*** MATERIAL SUPPLIED Section Begins ***

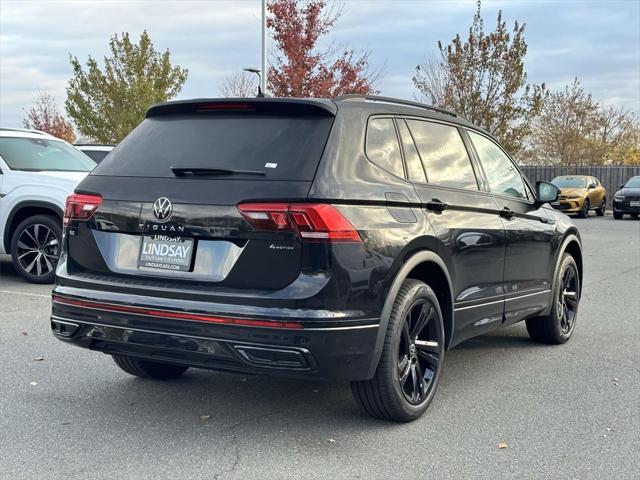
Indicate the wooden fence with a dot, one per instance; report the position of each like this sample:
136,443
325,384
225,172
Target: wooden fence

*** MATERIAL SUPPLIED Section Ends ***

TO DO: Nothing but the pictures should be left out when the listing above is transcribed.

RESULT:
Indicate the wooden fence with a dot, one per instance; report the position of each like this sample:
136,443
325,384
225,172
Target: wooden fence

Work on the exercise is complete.